ACTIVITÉS ▸
1. Relevez, dans l'extrait, les types de maisons cités comme faisant rayonner la gastronomie française.
2. D'après l'extrait, quel restaurant d'Éric Ripert arrive en tête du classement de la Liste en 2023 ?

EXTRAIT ▸
· · · · ·

Le « fabriqué en France » occupe souvent le devant de la scène médiatique et politique. Cet après-midi même, tous les regards étaient tournés vers l’inauguration de la première giga-usine française de batteries, et c’est tant mieux : les projets de relocalisation, les enjeux de souveraineté et la situation de notre balance commerciale sont au cœur de nos préoccupations. Mais le « fabriqué par des Français » n’est pas moins important.

Je pense à ce couple de Français, établi aux Émirats arabes unis, qui a ouvert un magasin de fleurs, puis un second, puis créé une chaîne, qui s’est ensuite implantée en France.

Les success stories sont aussi le fait d’entrepreneurs français à l’étranger. Il est question ici non pas d’évitement fiscal, mais simplement de passion. Je le dis, car l’on perçoit chez les auteurs de certains amendements une forme de défiance. Sachons considérer ces passionnés de la France !

Je pense aussi à toutes ces maisons, évoquées par les précédents orateurs – les boulangeries, les fromageries, les restaurants – qui font rayonner notre gastronomie. Je pense notamment à Éric Ripert, dont Le Bernardin à New York arrive en tête des meilleurs restaurants gastronomiques du monde en 2023 dans le classement établi par la Liste, aux côtés de Guy Savoy.

Je remercie les conseillers du commerce extérieur de la France et CCI France international de leur action sur le terrain.

· · · · ·

DONNÉES AFFICHÉES ▸
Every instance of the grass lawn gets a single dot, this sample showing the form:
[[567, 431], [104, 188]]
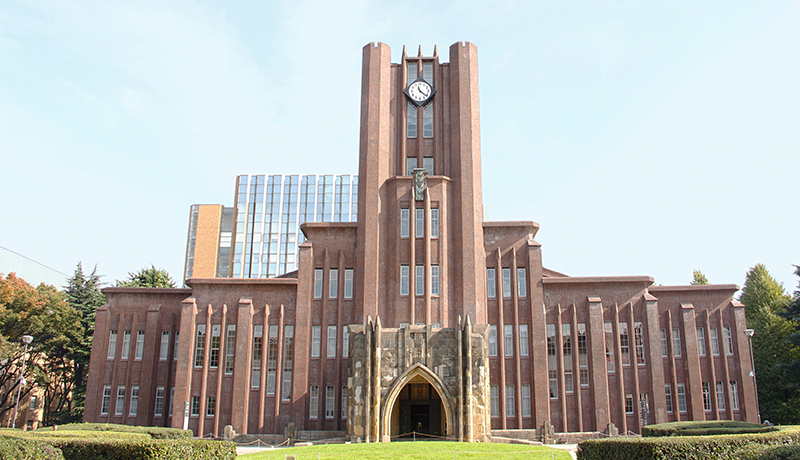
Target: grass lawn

· · · · ·

RÉPONSES NUMÉROTÉES ▸
1. Les boulangeries, les fromageries, les restaurants.

2. Le Bernardin, à New York.